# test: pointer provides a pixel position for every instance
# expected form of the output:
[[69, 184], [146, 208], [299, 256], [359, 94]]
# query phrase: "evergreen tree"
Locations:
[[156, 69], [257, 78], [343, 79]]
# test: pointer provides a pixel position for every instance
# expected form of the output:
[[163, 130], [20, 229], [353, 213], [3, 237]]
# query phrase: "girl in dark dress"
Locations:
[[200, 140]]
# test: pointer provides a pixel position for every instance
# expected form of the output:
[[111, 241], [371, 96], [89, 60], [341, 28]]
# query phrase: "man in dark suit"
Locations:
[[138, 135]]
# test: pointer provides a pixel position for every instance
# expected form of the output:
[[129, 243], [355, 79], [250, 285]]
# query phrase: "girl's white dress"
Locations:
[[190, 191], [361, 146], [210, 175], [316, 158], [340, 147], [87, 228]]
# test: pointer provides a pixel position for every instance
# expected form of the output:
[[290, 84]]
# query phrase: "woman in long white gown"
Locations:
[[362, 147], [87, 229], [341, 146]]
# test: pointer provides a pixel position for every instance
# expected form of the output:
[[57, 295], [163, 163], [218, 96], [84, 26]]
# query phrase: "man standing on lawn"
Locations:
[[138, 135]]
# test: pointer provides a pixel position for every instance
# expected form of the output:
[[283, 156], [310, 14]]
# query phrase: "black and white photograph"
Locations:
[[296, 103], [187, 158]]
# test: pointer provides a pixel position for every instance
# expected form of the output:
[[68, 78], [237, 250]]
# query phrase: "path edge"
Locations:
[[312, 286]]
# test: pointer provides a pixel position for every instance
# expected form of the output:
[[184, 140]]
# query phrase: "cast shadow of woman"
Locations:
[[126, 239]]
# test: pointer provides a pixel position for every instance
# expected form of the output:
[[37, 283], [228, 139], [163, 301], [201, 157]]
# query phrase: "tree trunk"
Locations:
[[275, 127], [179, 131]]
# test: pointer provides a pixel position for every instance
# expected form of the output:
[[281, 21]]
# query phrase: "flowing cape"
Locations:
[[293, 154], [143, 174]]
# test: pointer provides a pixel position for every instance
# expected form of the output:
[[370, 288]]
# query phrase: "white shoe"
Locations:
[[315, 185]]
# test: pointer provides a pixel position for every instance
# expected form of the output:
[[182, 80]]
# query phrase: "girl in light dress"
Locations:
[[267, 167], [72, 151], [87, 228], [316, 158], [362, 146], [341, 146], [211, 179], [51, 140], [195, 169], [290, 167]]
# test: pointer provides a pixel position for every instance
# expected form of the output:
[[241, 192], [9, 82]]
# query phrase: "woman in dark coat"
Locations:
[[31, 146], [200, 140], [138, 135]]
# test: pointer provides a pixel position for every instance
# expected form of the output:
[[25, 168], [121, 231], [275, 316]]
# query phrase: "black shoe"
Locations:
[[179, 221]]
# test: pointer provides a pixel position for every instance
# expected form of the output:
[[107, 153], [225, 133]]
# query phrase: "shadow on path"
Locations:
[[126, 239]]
──────────────────────────────
**Your task**
Can you rewrite the records as a numbered list, starting at the very first line and ending at the line that contains "[[293, 154], [143, 174]]", with both of those lines included and any blank lines dropped?

**Answer for this exercise**
1. # test: pointer provides a pixel position for every instance
2. # expected form of the output:
3. [[69, 184], [146, 208], [299, 256], [359, 94]]
4. # query phrase: "evergreen tree"
5. Locations:
6. [[156, 69], [257, 78], [343, 79]]
7. # test: pointer provides a pixel position for every instance
8. # expected form of the output:
9. [[163, 130], [20, 229], [353, 213], [3, 237]]
10. # query phrase: "girl in dark dress"
11. Locations:
12. [[200, 140]]
13. # test: pointer provides a pixel position for every instance
14. # expected form of the output:
15. [[111, 241], [371, 96], [89, 60], [341, 28]]
16. # query phrase: "man in dark suit"
17. Locations:
18. [[138, 135]]
19. # test: pointer provides a pixel position for every instance
20. # expected form of the output:
21. [[129, 243], [355, 79], [250, 285]]
22. # query phrase: "girl's white dress"
23. Locations:
24. [[190, 191], [361, 146], [210, 175], [316, 158], [340, 147], [87, 228]]
25. # test: pointer provides a pixel position for every instance
26. # expected form of the output:
27. [[290, 84]]
28. # query phrase: "woman in long white gown"
29. Locations:
30. [[362, 147], [87, 229], [341, 146]]
31. # test: pointer provides a pixel position for every instance
32. # expected form of the output:
33. [[57, 295], [163, 163], [218, 96], [84, 26]]
34. # query phrase: "man standing on lawn"
35. Locations:
36. [[138, 135]]
37. # test: pointer provides a pixel position for every instance
38. # expected form of the output:
39. [[283, 156], [310, 14]]
40. # query phrase: "black and white photograph"
41. Locations:
42. [[296, 103], [187, 158]]
43. # test: pointer provides a pixel position for every instance
44. # expected form of the output:
45. [[68, 78], [237, 250]]
46. # query phrase: "path edge"
47. Locations:
48. [[312, 286]]
49. # test: pointer provides a pixel position for every instance
50. # expected form of the output:
51. [[184, 140]]
52. # query phrase: "cast shadow of woman"
53. Locations:
54. [[126, 239]]
55. # test: pointer provides a pixel position for every instance
56. # expected form of the output:
57. [[37, 283], [228, 139], [163, 301], [201, 157]]
58. # query phrase: "tree trunk"
59. Locations:
60. [[275, 127], [179, 131]]
61. # test: pointer provides a pixel position for every instance
62. # expected form of the output:
63. [[281, 21]]
64. # query phrase: "flowing cape"
65. Locations:
66. [[293, 154], [143, 174]]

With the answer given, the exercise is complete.